• [Source records]
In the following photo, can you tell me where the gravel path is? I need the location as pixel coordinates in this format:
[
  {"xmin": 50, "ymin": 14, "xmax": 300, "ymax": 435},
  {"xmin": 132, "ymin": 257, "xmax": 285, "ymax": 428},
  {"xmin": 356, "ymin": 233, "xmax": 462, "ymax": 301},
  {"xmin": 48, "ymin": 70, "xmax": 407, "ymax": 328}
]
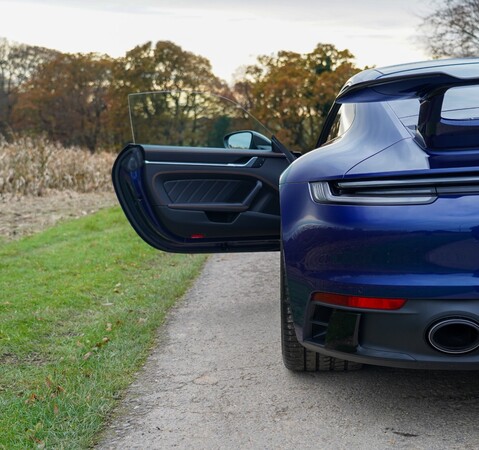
[{"xmin": 98, "ymin": 252, "xmax": 479, "ymax": 449}]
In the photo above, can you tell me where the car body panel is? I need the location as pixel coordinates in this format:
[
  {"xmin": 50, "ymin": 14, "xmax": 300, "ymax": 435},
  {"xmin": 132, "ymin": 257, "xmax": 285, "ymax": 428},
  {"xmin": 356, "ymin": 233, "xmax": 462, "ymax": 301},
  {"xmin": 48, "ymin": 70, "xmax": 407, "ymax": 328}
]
[
  {"xmin": 281, "ymin": 179, "xmax": 479, "ymax": 369},
  {"xmin": 280, "ymin": 102, "xmax": 412, "ymax": 184}
]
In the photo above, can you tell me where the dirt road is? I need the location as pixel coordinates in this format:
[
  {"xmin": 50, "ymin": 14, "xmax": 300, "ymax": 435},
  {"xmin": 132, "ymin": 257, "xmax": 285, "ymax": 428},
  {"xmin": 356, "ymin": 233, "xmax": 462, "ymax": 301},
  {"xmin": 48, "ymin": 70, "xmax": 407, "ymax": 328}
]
[{"xmin": 98, "ymin": 252, "xmax": 479, "ymax": 449}]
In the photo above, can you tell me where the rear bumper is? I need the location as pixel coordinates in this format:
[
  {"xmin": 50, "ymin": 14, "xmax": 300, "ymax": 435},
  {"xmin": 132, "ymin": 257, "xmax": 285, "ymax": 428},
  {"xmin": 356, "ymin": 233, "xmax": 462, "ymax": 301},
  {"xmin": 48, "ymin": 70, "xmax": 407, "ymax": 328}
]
[
  {"xmin": 300, "ymin": 297, "xmax": 479, "ymax": 370},
  {"xmin": 281, "ymin": 181, "xmax": 479, "ymax": 369}
]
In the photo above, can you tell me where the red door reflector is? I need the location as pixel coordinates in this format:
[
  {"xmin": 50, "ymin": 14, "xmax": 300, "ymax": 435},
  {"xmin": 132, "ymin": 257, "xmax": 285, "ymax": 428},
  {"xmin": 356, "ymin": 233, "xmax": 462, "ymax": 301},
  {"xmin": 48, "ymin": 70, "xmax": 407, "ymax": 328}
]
[{"xmin": 312, "ymin": 292, "xmax": 406, "ymax": 310}]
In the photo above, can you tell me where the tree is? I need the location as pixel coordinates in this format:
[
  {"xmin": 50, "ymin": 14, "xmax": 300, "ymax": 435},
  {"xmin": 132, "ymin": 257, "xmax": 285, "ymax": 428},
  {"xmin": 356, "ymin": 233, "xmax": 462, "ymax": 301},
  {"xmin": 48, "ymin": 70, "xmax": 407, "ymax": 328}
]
[
  {"xmin": 420, "ymin": 0, "xmax": 479, "ymax": 58},
  {"xmin": 106, "ymin": 41, "xmax": 229, "ymax": 146},
  {"xmin": 233, "ymin": 44, "xmax": 359, "ymax": 152},
  {"xmin": 10, "ymin": 40, "xmax": 228, "ymax": 151},
  {"xmin": 0, "ymin": 38, "xmax": 59, "ymax": 139},
  {"xmin": 16, "ymin": 53, "xmax": 114, "ymax": 152}
]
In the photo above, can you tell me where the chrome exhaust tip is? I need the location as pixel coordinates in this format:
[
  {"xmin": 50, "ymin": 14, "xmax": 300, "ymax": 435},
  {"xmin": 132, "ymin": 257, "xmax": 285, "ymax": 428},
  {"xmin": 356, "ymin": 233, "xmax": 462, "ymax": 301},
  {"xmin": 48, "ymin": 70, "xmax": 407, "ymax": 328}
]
[{"xmin": 427, "ymin": 318, "xmax": 479, "ymax": 355}]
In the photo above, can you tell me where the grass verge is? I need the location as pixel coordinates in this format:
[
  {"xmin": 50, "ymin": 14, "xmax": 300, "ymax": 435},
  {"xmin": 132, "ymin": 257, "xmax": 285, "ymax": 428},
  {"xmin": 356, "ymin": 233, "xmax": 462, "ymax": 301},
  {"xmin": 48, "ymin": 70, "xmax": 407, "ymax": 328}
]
[{"xmin": 0, "ymin": 207, "xmax": 206, "ymax": 449}]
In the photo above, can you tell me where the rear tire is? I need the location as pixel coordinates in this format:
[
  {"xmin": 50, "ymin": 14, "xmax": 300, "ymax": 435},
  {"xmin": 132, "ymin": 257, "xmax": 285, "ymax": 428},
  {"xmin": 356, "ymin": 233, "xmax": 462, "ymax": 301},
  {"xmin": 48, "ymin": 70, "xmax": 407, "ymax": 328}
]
[{"xmin": 280, "ymin": 253, "xmax": 362, "ymax": 372}]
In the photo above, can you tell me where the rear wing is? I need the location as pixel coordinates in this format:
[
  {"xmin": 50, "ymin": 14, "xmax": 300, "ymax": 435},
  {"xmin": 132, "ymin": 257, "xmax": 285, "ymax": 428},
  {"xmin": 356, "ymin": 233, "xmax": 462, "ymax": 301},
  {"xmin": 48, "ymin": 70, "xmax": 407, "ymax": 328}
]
[
  {"xmin": 336, "ymin": 72, "xmax": 479, "ymax": 103},
  {"xmin": 336, "ymin": 67, "xmax": 479, "ymax": 149}
]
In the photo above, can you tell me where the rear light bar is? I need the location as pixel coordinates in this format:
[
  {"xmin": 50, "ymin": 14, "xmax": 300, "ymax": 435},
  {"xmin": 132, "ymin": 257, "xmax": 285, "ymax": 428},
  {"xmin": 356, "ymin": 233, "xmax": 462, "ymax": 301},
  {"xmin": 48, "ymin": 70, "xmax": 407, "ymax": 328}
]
[
  {"xmin": 310, "ymin": 174, "xmax": 479, "ymax": 205},
  {"xmin": 312, "ymin": 292, "xmax": 407, "ymax": 310},
  {"xmin": 310, "ymin": 181, "xmax": 436, "ymax": 205},
  {"xmin": 336, "ymin": 175, "xmax": 479, "ymax": 189}
]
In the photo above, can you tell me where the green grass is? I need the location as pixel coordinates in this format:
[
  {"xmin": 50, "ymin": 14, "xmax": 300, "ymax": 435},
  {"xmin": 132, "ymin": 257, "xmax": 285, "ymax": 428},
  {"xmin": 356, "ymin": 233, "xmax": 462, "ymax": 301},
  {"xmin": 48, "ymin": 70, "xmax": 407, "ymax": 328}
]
[{"xmin": 0, "ymin": 207, "xmax": 206, "ymax": 449}]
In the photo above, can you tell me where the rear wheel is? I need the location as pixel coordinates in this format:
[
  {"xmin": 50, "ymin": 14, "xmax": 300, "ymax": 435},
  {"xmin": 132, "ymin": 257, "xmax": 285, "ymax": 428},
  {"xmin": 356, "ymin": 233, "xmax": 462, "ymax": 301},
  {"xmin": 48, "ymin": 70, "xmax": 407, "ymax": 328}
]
[{"xmin": 280, "ymin": 254, "xmax": 362, "ymax": 372}]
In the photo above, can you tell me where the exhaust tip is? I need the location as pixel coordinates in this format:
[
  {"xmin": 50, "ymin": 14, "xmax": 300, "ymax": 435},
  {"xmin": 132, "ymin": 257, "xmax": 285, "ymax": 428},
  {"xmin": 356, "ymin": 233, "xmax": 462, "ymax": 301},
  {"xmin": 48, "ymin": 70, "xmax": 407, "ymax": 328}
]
[{"xmin": 427, "ymin": 318, "xmax": 479, "ymax": 355}]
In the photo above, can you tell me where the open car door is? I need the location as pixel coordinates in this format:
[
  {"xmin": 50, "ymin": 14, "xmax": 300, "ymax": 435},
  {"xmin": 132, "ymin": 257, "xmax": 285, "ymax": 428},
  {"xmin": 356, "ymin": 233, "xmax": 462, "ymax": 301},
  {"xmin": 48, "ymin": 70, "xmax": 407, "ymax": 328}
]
[{"xmin": 112, "ymin": 91, "xmax": 292, "ymax": 253}]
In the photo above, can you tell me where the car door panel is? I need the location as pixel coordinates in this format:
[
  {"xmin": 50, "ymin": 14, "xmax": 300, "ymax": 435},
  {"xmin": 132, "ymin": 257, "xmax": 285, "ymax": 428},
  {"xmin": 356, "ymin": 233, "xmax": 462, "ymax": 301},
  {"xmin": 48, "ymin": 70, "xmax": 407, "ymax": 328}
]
[
  {"xmin": 163, "ymin": 178, "xmax": 262, "ymax": 211},
  {"xmin": 113, "ymin": 143, "xmax": 288, "ymax": 253}
]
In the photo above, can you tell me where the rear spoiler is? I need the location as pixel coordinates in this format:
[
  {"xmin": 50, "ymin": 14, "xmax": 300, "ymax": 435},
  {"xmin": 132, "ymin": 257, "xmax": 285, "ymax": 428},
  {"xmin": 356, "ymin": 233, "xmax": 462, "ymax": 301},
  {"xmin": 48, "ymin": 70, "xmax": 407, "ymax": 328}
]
[
  {"xmin": 336, "ymin": 73, "xmax": 479, "ymax": 104},
  {"xmin": 336, "ymin": 72, "xmax": 479, "ymax": 149}
]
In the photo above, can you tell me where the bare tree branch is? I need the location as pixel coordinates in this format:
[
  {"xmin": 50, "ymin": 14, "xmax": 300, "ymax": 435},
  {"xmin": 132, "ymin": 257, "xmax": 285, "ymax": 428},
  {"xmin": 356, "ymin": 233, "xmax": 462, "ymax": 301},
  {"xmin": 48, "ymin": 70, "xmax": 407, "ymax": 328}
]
[{"xmin": 420, "ymin": 0, "xmax": 479, "ymax": 58}]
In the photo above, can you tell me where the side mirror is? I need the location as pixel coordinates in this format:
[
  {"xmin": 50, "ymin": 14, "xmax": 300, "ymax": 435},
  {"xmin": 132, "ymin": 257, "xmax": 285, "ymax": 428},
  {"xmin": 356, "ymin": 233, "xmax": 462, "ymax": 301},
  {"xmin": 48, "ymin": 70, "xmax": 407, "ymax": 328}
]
[{"xmin": 224, "ymin": 131, "xmax": 272, "ymax": 150}]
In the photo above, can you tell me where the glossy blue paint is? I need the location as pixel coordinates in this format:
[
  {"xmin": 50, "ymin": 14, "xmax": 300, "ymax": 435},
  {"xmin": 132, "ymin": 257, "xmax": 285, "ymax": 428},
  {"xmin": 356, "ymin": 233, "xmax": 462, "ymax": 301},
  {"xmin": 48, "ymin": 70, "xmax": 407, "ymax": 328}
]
[
  {"xmin": 373, "ymin": 58, "xmax": 479, "ymax": 77},
  {"xmin": 337, "ymin": 59, "xmax": 479, "ymax": 104},
  {"xmin": 281, "ymin": 60, "xmax": 479, "ymax": 313},
  {"xmin": 281, "ymin": 180, "xmax": 479, "ymax": 366},
  {"xmin": 280, "ymin": 60, "xmax": 479, "ymax": 367},
  {"xmin": 341, "ymin": 58, "xmax": 479, "ymax": 91},
  {"xmin": 280, "ymin": 102, "xmax": 410, "ymax": 184},
  {"xmin": 282, "ymin": 182, "xmax": 479, "ymax": 292},
  {"xmin": 345, "ymin": 137, "xmax": 430, "ymax": 175}
]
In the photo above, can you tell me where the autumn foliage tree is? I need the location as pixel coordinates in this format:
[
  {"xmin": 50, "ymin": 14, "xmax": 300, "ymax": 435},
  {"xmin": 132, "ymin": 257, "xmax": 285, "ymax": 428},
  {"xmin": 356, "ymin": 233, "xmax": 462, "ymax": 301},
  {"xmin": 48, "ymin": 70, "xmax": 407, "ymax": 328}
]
[
  {"xmin": 16, "ymin": 52, "xmax": 113, "ymax": 152},
  {"xmin": 107, "ymin": 40, "xmax": 228, "ymax": 146},
  {"xmin": 3, "ymin": 40, "xmax": 226, "ymax": 151},
  {"xmin": 1, "ymin": 38, "xmax": 358, "ymax": 153},
  {"xmin": 233, "ymin": 44, "xmax": 359, "ymax": 152},
  {"xmin": 0, "ymin": 39, "xmax": 59, "ymax": 139}
]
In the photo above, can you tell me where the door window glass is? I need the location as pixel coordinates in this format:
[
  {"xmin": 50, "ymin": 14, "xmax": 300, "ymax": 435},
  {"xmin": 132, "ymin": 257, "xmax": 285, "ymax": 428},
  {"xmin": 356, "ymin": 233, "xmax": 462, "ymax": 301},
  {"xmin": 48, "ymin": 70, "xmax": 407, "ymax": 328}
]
[{"xmin": 128, "ymin": 91, "xmax": 271, "ymax": 148}]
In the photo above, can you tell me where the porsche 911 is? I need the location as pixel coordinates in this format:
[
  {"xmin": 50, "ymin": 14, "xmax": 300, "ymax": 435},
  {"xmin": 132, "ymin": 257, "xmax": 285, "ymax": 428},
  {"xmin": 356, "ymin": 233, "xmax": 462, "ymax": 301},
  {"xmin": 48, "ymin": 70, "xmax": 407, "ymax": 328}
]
[{"xmin": 112, "ymin": 58, "xmax": 479, "ymax": 371}]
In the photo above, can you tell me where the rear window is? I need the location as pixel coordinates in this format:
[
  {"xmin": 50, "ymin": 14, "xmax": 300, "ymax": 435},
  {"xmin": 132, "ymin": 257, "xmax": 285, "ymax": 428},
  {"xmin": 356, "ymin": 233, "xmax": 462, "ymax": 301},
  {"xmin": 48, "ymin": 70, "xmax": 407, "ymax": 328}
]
[
  {"xmin": 442, "ymin": 85, "xmax": 479, "ymax": 120},
  {"xmin": 426, "ymin": 85, "xmax": 479, "ymax": 149}
]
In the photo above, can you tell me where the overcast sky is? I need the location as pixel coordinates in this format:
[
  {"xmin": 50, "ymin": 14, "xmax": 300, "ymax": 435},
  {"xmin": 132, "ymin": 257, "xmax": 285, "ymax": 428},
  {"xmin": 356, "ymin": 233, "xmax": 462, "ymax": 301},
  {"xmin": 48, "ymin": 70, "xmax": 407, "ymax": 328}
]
[{"xmin": 0, "ymin": 0, "xmax": 434, "ymax": 82}]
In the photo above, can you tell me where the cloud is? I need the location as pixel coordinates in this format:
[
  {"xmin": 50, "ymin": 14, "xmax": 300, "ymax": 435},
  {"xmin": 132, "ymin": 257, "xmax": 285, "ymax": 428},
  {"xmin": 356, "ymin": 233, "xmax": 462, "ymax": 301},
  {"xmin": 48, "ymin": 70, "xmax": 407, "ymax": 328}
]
[
  {"xmin": 9, "ymin": 0, "xmax": 430, "ymax": 25},
  {"xmin": 0, "ymin": 0, "xmax": 431, "ymax": 81}
]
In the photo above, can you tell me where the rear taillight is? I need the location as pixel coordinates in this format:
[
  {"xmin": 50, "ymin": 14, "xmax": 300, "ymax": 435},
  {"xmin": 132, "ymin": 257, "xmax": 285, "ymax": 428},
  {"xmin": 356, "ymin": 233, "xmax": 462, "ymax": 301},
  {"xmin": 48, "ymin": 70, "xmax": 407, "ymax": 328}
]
[
  {"xmin": 309, "ymin": 181, "xmax": 436, "ymax": 205},
  {"xmin": 310, "ymin": 174, "xmax": 479, "ymax": 206}
]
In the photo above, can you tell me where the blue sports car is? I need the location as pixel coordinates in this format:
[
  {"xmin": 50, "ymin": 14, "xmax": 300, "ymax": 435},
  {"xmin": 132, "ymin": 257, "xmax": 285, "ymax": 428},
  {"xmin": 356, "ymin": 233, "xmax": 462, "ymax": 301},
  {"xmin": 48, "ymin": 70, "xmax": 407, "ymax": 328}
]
[{"xmin": 113, "ymin": 58, "xmax": 479, "ymax": 371}]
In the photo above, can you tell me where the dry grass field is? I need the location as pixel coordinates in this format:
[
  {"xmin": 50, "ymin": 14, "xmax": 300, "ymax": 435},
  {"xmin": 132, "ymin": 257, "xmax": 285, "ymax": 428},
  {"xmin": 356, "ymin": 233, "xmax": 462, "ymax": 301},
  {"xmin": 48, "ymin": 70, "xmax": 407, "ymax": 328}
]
[
  {"xmin": 0, "ymin": 136, "xmax": 115, "ymax": 196},
  {"xmin": 0, "ymin": 137, "xmax": 118, "ymax": 239}
]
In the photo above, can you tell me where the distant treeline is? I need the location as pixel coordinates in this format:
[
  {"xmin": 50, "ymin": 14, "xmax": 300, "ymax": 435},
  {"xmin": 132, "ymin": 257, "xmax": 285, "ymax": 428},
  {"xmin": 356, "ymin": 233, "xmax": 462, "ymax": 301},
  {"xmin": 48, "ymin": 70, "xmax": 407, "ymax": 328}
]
[{"xmin": 0, "ymin": 38, "xmax": 360, "ymax": 153}]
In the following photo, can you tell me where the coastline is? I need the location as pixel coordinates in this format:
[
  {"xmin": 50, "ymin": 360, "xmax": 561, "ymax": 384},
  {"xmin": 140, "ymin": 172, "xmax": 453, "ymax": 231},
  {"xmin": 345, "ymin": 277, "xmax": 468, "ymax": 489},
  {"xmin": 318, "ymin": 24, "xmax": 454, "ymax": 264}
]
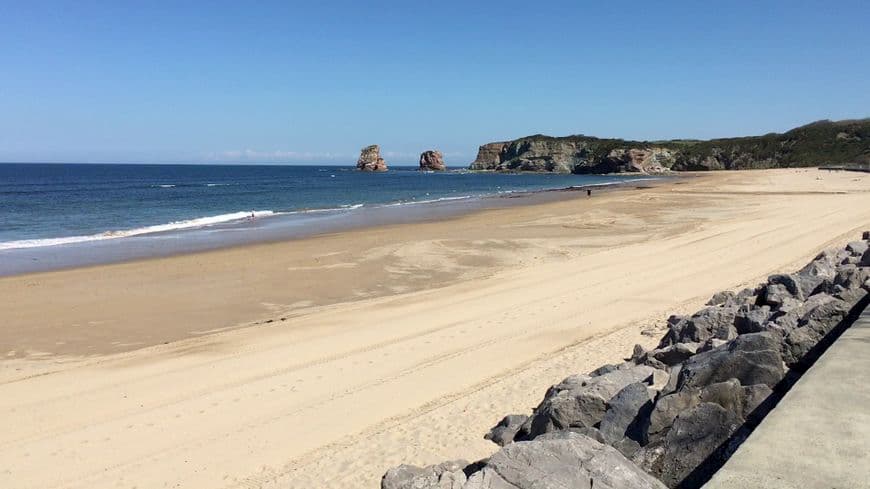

• [What to work on]
Only lines holding the word "grass" belong in the answer; copy all of them from the records.

• [Exercise response]
In the photo above, can you tell me where the grass verge is? I need the location as pixel coordinates in this format:
In the photo above, can you tell me where the green grass is? I need the location as pixel coordinates in this format:
In the photo above, can you tell me where the dry grass field is? I need the location as pixel coordinates in this format:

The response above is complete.